[Object pointing dataset rows]
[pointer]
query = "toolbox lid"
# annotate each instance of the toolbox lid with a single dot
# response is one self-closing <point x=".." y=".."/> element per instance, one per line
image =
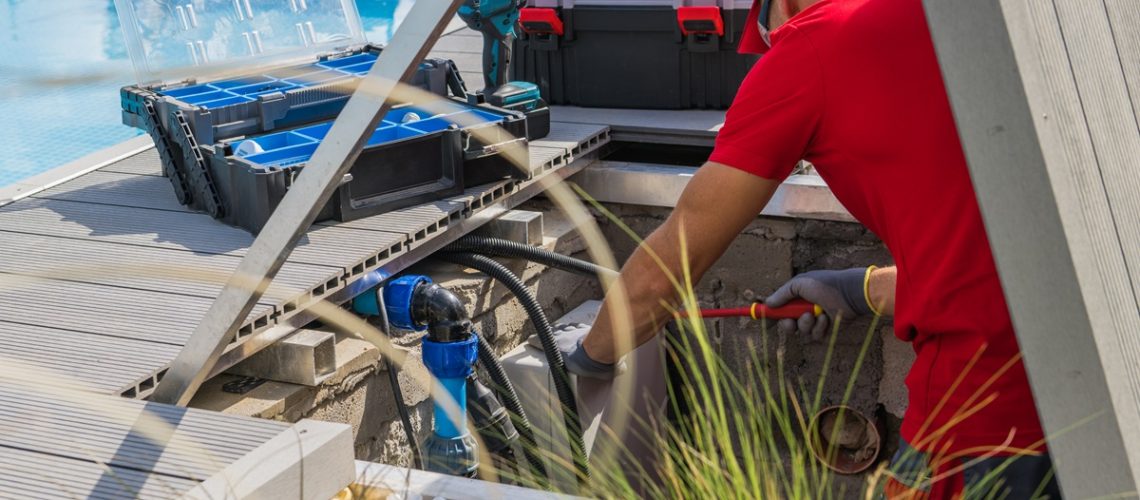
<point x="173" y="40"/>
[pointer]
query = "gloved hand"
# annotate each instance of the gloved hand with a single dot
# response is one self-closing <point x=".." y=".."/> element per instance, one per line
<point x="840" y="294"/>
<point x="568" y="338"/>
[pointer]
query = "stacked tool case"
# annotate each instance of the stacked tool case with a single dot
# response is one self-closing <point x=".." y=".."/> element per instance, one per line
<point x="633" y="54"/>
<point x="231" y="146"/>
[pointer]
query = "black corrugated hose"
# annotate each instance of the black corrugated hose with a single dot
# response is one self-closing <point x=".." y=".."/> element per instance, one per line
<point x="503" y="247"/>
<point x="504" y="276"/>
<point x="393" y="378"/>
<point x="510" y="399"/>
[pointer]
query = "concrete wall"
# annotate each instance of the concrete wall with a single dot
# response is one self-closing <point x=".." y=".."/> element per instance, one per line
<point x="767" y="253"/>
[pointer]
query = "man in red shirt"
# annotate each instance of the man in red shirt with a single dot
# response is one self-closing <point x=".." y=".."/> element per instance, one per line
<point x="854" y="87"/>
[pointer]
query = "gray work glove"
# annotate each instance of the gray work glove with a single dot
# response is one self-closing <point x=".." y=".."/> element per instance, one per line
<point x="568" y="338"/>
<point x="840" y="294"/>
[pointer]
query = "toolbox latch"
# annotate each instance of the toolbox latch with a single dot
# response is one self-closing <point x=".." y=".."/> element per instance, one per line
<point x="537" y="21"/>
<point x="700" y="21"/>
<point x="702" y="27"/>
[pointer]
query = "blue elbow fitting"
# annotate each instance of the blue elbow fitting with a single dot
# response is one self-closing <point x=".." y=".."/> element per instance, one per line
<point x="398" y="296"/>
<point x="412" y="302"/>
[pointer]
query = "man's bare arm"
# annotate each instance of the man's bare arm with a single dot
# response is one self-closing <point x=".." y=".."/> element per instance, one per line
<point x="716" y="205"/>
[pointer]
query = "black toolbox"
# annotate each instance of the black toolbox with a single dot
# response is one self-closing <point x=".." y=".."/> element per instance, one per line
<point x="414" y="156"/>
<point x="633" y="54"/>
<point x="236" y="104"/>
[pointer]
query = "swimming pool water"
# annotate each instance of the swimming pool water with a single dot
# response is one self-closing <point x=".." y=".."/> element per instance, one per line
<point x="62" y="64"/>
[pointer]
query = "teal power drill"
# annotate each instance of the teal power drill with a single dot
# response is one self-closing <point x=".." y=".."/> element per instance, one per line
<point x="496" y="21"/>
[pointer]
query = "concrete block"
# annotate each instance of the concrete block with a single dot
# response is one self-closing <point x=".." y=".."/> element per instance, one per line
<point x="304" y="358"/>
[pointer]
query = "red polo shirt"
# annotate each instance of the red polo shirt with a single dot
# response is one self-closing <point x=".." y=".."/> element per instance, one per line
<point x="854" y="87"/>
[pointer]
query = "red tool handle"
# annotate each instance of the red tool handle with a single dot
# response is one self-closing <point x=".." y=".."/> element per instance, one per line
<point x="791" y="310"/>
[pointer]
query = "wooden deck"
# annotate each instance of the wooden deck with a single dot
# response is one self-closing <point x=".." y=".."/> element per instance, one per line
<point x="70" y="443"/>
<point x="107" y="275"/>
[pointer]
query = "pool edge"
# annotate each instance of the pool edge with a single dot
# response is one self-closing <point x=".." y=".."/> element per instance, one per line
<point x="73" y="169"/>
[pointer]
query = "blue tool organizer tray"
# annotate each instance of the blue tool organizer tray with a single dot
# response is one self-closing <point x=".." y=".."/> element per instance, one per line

SET PROBLEM:
Pictures are not part of the copy; output everything else in the records exactly.

ANSWER TO THE PROBLEM:
[pointer]
query = "toolbox lid"
# annotate each instance of the toolbox lid with a single dot
# response is one self-closing <point x=".." y=".."/> element per instance, one per line
image =
<point x="173" y="40"/>
[pointer]
query = "gloved hand"
# annotate each instance of the gloved hand with a single dot
# response is one self-closing <point x=".." y=".."/> element per instance, one per line
<point x="840" y="294"/>
<point x="568" y="338"/>
[pointer]
query = "stacked tool case"
# annotate each instance of the stacked tool case with a single dot
# response is one self-closing <point x=".." y=".."/> element per instance, one per line
<point x="633" y="54"/>
<point x="231" y="146"/>
[pointer]
query = "black corrugated hose"
# annotate each instance of the black corrugated hose with a single dot
# response is one self-closing <point x=".." y=".."/> element per instance, one per line
<point x="503" y="247"/>
<point x="504" y="276"/>
<point x="393" y="378"/>
<point x="510" y="399"/>
[pointer]
query = "concrete wall"
# annotate each instance of the concrete wall with a single dot
# response is one self-closing <point x=".." y=".."/> element per instance, one per line
<point x="767" y="253"/>
[pointer]
query = "man in red shirt"
# annotate each instance of the man in red shirt with a single dot
# response is one self-closing <point x=".." y=".."/> element per instance, one per line
<point x="854" y="87"/>
[pointer]
query = "gray work glove"
# annotate each instance of the gray work glove with a single dot
# response is one self-closing <point x=".." y=".."/> element per instance, one per line
<point x="568" y="338"/>
<point x="840" y="294"/>
[pointer]
query = "toolbox latch"
# annotate each instance of the toolbox latch with a single dot
# response is one self-closing <point x=".." y=".."/> element per instance, one per line
<point x="537" y="21"/>
<point x="700" y="21"/>
<point x="702" y="27"/>
[pointer]
query = "blue elbow fitting"
# annotate each instance of the blue elbow fitting with a single dot
# response is one self-closing <point x=".." y=".."/> element per instance, one per line
<point x="398" y="296"/>
<point x="412" y="302"/>
[pointer]
query = "man's bare arm"
# annotate each instance of the man's bare arm with a single dot
# response is one self-closing <point x=".." y=".."/> element per instance, one per line
<point x="716" y="205"/>
[pointer]
query = "black toolbox"
# annotate each instance of the black toolbox with a single dot
# response is one self-closing <point x=".." y=".."/> element per instance, one per line
<point x="414" y="156"/>
<point x="633" y="54"/>
<point x="236" y="104"/>
[pointer]
query = "swimming pool water"
# annotate each instance of the swimming pool water with a single dot
# response is one self-closing <point x=".." y=".."/> element per instance, one per line
<point x="62" y="64"/>
[pointer]
query = "teal power drill"
# annotate each instance of the teal power drill with a single dot
# response is one self-closing <point x=".." y=".."/> element per instance, one per line
<point x="496" y="21"/>
[pointer]
query = "concrete block"
# annotate each instance of the concrete block with a single dot
# response is one self-closing <point x=".." y=".."/> element per instance, one per line
<point x="304" y="358"/>
[pointer]
query = "red polo shirt"
# annotate each instance of the red polo shirt with a single dot
# response is one self-closing <point x=".." y=".."/> element per instance, one per line
<point x="854" y="87"/>
[pointer]
query = "red tool handle"
# annotate each instance of the red tool handle with a single dot
# response is one self-closing <point x=".." y=".."/> element per instance, one per line
<point x="791" y="310"/>
[pointer]
query = "wooden deck"
# annotate each instance of the wooden deck with a single dot
# response is one self-closing <point x=".." y=".."/> element per instance, one per line
<point x="70" y="443"/>
<point x="107" y="275"/>
[pointer]
query = "pool edge"
# annotate each instance of the pool edge with a single dot
# response is one self-closing <point x=".." y=".."/> element per instance, one per line
<point x="73" y="169"/>
[pointer]
query = "blue tool organizer tray"
# annotate each instance of the blue tool organizer tray with a single dot
# response is one self-closing <point x=".." y=".."/> element per instance, one per line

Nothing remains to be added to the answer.